◆ **What is expected**
The entire listing is to be repeated verbatim.

Records from a dataset
## START

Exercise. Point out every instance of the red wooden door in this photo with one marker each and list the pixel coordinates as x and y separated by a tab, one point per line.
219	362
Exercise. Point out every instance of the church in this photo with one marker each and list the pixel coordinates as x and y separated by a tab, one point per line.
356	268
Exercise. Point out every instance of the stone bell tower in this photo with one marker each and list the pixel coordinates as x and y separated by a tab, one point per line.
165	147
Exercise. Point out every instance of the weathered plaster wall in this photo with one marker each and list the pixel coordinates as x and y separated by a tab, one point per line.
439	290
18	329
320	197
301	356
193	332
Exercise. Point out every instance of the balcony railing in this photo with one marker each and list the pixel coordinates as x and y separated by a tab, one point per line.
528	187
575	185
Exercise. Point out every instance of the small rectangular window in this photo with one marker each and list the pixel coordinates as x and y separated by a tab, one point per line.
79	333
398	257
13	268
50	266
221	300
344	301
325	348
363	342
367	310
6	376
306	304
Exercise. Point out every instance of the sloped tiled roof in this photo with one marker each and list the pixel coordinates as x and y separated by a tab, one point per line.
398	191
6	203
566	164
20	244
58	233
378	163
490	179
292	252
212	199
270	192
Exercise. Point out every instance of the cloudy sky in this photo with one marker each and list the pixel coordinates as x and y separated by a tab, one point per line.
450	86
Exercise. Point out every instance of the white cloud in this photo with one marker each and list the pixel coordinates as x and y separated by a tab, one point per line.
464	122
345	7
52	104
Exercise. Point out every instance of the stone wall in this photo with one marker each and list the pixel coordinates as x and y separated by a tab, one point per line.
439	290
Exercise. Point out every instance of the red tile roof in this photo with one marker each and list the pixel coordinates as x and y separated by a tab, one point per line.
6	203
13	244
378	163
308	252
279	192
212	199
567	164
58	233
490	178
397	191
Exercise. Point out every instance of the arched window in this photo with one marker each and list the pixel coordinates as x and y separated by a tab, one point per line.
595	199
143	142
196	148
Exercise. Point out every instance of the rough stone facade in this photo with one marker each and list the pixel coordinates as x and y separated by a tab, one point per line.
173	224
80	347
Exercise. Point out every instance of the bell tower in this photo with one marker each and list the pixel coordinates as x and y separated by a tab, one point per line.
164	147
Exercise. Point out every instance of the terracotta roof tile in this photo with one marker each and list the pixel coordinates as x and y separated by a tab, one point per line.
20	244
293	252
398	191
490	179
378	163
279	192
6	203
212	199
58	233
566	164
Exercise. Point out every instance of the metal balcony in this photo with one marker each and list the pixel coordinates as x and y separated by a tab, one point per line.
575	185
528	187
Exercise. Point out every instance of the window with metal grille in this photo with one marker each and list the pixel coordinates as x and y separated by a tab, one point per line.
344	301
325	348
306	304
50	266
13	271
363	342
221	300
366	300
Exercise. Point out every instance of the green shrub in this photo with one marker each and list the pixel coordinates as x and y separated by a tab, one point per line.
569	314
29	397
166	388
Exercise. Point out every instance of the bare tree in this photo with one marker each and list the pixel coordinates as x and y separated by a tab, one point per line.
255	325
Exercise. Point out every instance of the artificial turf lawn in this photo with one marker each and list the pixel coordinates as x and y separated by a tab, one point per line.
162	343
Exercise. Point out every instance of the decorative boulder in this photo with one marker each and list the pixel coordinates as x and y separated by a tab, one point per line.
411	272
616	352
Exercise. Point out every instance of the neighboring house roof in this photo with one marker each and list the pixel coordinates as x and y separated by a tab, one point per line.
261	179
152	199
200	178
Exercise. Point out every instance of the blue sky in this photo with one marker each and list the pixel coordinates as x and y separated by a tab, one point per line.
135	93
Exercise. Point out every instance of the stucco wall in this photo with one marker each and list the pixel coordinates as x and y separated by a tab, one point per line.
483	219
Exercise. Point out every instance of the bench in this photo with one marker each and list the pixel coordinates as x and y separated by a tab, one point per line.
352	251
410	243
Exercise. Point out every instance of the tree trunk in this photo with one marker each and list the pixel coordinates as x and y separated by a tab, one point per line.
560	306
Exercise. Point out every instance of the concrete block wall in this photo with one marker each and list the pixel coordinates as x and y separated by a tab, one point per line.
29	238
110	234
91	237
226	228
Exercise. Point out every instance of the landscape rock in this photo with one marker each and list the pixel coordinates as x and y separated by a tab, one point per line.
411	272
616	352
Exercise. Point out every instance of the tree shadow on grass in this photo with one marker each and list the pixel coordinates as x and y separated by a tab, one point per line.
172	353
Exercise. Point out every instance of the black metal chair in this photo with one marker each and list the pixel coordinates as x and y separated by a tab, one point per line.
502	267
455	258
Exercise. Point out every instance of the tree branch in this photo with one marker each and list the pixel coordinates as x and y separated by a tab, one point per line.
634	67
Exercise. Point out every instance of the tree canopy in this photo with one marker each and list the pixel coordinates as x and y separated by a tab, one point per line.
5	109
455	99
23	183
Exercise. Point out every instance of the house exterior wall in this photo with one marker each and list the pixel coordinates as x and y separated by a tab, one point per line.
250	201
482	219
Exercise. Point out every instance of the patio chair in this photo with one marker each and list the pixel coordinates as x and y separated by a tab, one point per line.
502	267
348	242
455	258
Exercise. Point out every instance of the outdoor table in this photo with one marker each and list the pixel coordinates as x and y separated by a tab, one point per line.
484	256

## END

◆ **Exercise answer**
Exercise. Point out every instance of the red wooden door in this photo with one marker each and list the pixel coordinates as x and y separated by a tab, one point per line.
219	362
Exercise. Point out every instance of the church in this photo with one marker each and list the pixel coordinates as x and y separated by a tab, one point per line.
356	268
Exercise. Point out every instance of the stone bell tower in this photo with one marker each and list the pixel coordinates as x and y separated by a tab, one point per line.
165	147
Exercise. Point out every instance of the weathered plaster wall in this photo with one marker each and list the pixel coordinates as x and y separated by a tab, one point per line.
439	290
18	329
320	197
301	356
193	332
Exercise. Point out every instance of the balcony railing in this photo with one marker each and list the pixel coordinates as x and y separated by a tab, one point per line.
528	187
575	185
Exercise. Point out every instance of the small rectangular window in this photo with one marker each and list the pixel coordinates as x and y separated by a tab, one point per line.
79	333
398	257
13	268
50	266
221	300
344	301
325	348
363	342
367	310
6	376
306	304
Exercise. Point out every instance of the sloped tiled roof in this photo with one marker each and list the pixel coordinates as x and y separated by a tab, one point per line.
398	191
6	203
566	164
20	244
58	233
378	163
490	179
292	252
212	199
270	192
Exercise. Point out every instance of the cloudy sky in this photo with one marker each and list the pixel coordinates as x and y separated by a tab, one point per line.
450	86
Exercise. Point out every instance of the white cloud in this photo with one marker each and list the pixel coordinates as x and y separated by a tab, one point per line.
464	122
345	7
52	104
Exercise. Point out every instance of the stone wall in this photo with one marker each and list the pixel coordinates as x and y separated by a tab, one point per line.
439	290
Exercise. Point out every instance of the red tile roof in this photo with one marker each and list the pixel coordinates as x and y separated by a tab, one point per line.
6	203
13	244
378	163
308	252
279	192
212	199
567	164
58	233
490	178
397	191
Exercise. Point out every instance of the arched window in this photo with one marker each and list the pixel coordinates as x and y separated by a tab, one point per line.
595	199
143	142
196	148
Exercise. Point out every instance of the rough stone facade in this photo with one marker each and list the pixel coordinates as x and y separated by a tab, one point per line.
173	224
80	347
Exercise. Point out every instance of the bell tower in this photo with one marker each and list the pixel coordinates as x and y separated by a tab, one point per line.
164	147
Exercise. Point out every instance of the terracotta roof tile in this photo with one marker each and list the pixel coordinates as x and y separated by a tab, one point per line.
20	244
293	252
398	191
490	179
378	163
279	192
6	203
212	199
58	233
566	164
Exercise. Point out every instance of the metal balcony in this photo with one marker each and list the pixel coordinates as x and y separated by a tab, one point per line.
575	185
528	187
Exercise. Point out every instance of the window with metal grille in this photo with one marker each and list the pixel coordinates as x and y separated by a tab, one point per line.
344	301
325	348
306	304
50	266
13	271
363	342
221	300
366	300
Exercise. Point out every instance of the green shrub in this photo with one marker each and list the pixel coordinates as x and y separated by a tab, one point per line.
569	314
29	397
166	388
Exercise. Point out every instance of the bare tree in this photo with one marker each and list the pixel coordinates as x and y separated by a tab, one point per line.
255	325
Exercise. Point out every instance of the artificial turf lawn in this photo with one marker each and list the pixel coordinates as x and y separated by a tab, one point per line.
162	343
Exercise. Point out every instance of the decorative boulder in this photo with one marker each and list the pixel coordinates as x and y separated by a tab, one point per line.
411	272
616	352
Exercise. Point out every instance of the neighboring house roof in this photo with one marker each and list the pixel coordinates as x and y separated by a tab, one point per line.
261	179
152	199
200	178
Exercise. Point out every instance of the blue sky in this photo with one marker each and list the pixel coordinates as x and y separated by a tab, one point per line.
135	93
Exercise. Point out every instance of the stucco wall in this photo with one marker each and list the pixel coordinates as x and y separated by a tab, one point per line.
483	219
Exercise. Point out every instance of the bench in this photo with one marker each and list the pixel coordinates as x and y separated by a tab, one point per line.
352	251
410	243
Exercise. Point out every instance of the tree trunk in this photo with one marker each and list the pixel coordinates as x and y separated by a tab, one point per line.
560	306
Exercise. Point out every instance of the concrete block wall in this photo with one marker each and list the pixel coordinates as x and y separated by a tab, one point per line.
29	238
110	234
91	237
226	228
Exercise. Point out every instance of the landscape rock in this photo with one marker each and list the pixel coordinates as x and y separated by a tab, one point per line.
411	272
616	352
Exercise. Point out every instance of the tree shadow on grass in this photo with one marker each and list the pixel coordinates as x and y separated by a tab, one point per line.
172	353
Exercise. Point out every instance of the black metal chair in this photo with one marker each and list the pixel coordinates as x and y separated by a tab, one point per line.
502	267
455	258
Exercise. Point out every instance of the tree branch in this photo with one marker each and list the pixel coordinates as x and y separated by a tab, one point per line.
634	67
Exercise. Point out every instance of the tree canopy in this photo with one marker each and list the pixel coordinates as x and y separated by a tab, one point per line.
5	109
455	99
23	183
Exercise. Point out every instance of the house exterior wall in this photo with one marker each and list the pixel coordinates as x and y separated by a tab, one point per line.
250	201
482	219
Exercise. Point out every instance of the patio chair in this photo with one marker each and list the pixel coordinates as x and y separated by a tab, one point per line.
502	267
348	242
455	258
Exercise. Point out every instance of the outdoor table in this photo with one marker each and list the pixel coordinates as x and y separated by a tab, one point per line.
484	256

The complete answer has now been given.